***** DATA EXTRACT *****

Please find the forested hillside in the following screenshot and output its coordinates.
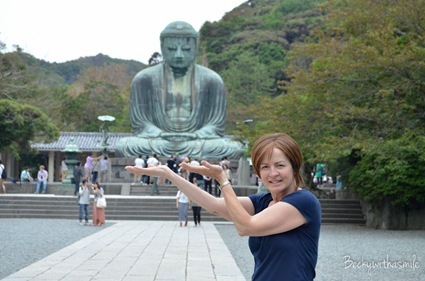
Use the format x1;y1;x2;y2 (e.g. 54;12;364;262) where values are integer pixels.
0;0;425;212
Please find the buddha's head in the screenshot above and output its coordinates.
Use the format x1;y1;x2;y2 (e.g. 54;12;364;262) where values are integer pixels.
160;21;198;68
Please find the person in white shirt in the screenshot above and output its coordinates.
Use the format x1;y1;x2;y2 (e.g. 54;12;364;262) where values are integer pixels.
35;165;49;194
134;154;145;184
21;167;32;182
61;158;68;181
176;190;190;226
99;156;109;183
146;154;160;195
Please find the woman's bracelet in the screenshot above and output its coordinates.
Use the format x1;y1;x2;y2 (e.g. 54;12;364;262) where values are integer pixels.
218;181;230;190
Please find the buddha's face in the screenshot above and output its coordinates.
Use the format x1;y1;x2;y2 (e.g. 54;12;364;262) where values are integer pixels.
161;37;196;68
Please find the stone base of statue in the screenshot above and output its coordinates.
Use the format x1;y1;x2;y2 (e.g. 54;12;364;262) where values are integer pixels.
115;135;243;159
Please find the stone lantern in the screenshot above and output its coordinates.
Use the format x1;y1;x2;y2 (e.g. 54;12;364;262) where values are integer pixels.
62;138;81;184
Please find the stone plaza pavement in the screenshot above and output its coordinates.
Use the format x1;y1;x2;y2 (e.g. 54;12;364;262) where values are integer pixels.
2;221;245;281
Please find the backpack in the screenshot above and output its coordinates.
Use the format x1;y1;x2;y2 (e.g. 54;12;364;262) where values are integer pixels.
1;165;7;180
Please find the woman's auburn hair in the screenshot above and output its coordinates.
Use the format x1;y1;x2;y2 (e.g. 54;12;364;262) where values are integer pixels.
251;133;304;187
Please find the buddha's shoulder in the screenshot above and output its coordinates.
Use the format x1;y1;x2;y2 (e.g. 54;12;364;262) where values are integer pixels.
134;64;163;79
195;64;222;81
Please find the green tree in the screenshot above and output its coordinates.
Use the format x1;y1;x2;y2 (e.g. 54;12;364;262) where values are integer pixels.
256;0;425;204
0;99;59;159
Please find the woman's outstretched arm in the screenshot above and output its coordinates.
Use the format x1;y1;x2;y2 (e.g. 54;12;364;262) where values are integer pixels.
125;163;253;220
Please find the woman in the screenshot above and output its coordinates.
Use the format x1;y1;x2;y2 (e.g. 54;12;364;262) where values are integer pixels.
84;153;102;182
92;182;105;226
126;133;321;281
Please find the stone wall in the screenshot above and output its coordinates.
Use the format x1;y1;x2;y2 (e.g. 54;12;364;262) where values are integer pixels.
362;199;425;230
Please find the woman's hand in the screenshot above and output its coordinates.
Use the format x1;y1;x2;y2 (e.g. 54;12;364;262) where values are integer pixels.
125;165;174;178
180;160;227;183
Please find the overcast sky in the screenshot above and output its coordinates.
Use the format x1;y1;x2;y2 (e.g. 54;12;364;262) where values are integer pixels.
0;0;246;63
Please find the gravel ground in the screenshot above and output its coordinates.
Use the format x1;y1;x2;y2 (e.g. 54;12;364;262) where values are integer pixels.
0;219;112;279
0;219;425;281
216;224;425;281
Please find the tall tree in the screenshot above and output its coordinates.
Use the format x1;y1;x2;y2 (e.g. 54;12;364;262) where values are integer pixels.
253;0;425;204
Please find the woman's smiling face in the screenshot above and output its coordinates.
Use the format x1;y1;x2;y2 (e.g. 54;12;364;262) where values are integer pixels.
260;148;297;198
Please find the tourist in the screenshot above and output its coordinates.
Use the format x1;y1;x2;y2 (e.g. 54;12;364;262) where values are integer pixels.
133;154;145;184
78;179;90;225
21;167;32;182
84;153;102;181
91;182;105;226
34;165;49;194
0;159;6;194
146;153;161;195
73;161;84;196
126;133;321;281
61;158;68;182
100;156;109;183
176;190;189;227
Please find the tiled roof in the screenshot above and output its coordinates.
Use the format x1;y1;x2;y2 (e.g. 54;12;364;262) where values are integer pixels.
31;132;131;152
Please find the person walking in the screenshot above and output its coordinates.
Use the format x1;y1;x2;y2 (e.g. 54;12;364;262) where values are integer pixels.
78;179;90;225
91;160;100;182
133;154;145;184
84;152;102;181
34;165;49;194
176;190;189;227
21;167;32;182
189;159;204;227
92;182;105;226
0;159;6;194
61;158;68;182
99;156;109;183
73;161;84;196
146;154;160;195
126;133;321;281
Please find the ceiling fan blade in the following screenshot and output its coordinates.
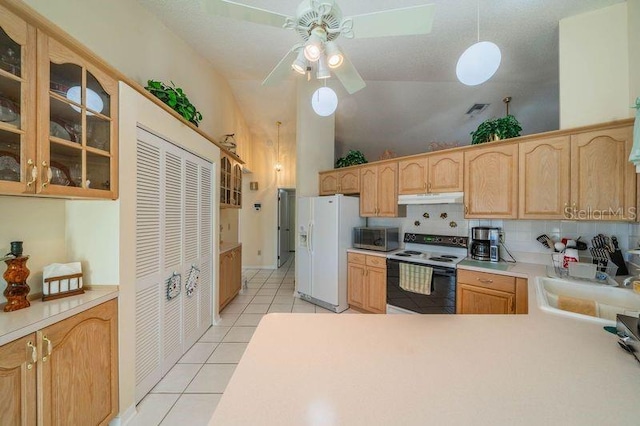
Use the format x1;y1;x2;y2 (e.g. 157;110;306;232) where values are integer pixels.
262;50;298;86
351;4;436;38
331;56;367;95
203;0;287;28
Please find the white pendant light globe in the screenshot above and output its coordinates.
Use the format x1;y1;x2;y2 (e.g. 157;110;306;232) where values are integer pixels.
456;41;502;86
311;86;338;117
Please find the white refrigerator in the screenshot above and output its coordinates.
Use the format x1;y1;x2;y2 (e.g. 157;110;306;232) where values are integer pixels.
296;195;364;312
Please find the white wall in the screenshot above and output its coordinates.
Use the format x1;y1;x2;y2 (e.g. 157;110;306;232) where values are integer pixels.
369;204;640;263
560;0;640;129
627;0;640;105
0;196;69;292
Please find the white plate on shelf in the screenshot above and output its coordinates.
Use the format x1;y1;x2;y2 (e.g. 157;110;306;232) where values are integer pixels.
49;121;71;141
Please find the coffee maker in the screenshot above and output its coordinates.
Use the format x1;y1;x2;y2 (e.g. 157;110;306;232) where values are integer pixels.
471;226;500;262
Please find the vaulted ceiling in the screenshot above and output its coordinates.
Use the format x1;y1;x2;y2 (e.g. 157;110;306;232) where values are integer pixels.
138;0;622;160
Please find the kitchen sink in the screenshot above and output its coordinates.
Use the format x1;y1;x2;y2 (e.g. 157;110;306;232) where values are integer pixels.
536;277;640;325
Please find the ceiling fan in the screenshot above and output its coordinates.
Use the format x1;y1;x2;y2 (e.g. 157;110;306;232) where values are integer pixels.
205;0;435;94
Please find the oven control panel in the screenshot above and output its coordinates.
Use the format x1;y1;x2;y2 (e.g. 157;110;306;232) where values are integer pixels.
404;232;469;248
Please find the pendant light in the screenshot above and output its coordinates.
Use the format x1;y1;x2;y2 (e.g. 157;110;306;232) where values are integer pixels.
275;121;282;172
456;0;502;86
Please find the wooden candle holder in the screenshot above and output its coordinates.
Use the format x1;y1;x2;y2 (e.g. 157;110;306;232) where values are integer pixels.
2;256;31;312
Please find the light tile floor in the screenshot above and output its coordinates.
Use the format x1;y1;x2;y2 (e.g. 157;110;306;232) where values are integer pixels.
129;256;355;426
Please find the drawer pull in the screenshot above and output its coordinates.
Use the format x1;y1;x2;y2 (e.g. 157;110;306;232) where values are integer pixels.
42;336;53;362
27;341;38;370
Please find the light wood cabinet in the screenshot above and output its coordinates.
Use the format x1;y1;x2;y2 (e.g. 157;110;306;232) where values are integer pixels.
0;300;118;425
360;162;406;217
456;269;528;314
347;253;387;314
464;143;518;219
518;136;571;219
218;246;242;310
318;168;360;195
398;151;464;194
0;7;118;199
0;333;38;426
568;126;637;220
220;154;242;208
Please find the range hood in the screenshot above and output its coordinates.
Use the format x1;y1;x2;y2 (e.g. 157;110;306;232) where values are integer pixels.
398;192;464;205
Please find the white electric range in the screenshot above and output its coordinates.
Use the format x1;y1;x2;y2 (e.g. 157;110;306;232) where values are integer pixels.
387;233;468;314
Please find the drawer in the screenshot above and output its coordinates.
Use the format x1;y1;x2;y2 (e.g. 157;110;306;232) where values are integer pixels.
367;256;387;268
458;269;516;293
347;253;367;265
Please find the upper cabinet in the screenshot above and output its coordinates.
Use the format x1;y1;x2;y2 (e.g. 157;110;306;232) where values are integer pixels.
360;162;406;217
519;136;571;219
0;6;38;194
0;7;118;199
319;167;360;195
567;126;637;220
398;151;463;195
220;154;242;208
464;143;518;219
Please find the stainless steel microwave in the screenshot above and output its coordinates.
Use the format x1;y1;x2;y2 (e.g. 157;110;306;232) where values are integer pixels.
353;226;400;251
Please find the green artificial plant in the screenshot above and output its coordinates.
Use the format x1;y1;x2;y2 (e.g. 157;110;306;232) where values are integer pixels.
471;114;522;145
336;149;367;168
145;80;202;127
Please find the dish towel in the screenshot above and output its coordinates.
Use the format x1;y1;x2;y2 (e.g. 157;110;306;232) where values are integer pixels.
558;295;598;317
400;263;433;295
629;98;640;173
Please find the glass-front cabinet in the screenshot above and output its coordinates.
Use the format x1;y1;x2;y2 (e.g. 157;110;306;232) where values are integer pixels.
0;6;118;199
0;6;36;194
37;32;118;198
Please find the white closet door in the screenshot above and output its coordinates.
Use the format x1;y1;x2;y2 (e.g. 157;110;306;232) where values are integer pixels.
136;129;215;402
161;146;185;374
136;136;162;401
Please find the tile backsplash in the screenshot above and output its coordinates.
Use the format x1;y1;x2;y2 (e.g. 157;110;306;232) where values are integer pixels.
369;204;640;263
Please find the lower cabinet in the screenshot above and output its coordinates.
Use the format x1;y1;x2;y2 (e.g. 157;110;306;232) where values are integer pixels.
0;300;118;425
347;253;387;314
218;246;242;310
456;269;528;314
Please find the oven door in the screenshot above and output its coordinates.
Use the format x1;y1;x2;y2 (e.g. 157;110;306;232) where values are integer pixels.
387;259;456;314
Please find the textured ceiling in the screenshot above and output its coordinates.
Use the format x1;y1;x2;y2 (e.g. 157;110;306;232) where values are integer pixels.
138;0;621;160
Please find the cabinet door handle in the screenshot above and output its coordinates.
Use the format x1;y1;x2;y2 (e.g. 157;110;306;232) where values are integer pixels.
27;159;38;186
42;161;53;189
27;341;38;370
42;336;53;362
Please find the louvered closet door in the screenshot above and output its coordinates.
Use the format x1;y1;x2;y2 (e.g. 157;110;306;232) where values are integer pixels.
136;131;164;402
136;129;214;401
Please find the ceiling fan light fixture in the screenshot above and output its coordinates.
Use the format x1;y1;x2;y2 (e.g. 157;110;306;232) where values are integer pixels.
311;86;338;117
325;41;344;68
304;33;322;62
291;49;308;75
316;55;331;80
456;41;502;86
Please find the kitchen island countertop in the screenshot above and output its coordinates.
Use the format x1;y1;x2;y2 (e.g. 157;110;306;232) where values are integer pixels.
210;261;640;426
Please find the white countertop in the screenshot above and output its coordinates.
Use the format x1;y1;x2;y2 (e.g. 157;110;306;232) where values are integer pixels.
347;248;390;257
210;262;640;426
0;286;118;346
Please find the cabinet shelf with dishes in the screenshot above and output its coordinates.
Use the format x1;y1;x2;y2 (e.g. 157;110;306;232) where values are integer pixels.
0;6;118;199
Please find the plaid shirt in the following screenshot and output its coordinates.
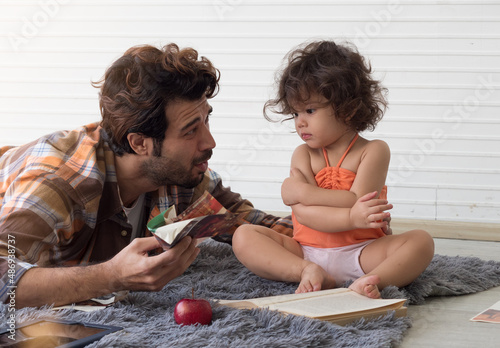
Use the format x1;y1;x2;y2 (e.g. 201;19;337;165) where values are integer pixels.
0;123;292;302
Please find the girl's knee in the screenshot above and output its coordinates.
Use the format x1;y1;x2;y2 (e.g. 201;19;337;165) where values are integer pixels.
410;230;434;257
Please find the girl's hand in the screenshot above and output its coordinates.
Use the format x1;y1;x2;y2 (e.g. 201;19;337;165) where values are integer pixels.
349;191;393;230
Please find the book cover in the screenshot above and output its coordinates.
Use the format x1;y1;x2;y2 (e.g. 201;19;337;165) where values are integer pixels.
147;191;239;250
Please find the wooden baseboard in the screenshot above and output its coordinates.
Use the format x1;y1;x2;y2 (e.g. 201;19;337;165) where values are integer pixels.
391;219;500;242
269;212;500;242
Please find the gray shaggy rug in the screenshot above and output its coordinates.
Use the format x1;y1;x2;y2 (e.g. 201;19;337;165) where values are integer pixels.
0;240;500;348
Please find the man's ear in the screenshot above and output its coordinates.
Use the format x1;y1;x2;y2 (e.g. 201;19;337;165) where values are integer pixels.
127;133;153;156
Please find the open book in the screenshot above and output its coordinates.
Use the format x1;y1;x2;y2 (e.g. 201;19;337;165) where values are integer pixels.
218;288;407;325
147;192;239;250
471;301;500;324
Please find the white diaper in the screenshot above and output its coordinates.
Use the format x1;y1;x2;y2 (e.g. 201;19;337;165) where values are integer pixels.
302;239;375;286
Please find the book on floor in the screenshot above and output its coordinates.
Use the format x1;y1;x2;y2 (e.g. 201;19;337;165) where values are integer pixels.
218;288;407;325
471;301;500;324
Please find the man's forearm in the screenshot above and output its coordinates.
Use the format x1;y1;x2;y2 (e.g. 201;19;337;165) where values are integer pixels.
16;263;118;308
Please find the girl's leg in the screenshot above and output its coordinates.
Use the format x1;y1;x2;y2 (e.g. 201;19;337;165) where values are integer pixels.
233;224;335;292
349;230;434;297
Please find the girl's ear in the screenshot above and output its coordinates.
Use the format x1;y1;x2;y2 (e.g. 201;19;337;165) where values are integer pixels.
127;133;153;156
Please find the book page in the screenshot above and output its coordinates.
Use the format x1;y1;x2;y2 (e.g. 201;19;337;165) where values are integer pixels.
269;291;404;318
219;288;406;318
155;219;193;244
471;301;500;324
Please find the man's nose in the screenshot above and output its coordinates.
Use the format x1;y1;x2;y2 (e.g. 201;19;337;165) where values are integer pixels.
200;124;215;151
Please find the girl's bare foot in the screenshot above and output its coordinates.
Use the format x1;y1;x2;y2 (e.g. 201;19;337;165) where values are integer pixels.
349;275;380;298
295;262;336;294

*****

Gather every line in the listing above that contains the word "shirt". Treat uppercase and lowercase as different.

SOLUTION FOR THIS EXERCISE:
Please find the person in white shirt in the screenshot above and output its coordinates.
Please find the plaid shirt in the following screenshot and output its coordinates.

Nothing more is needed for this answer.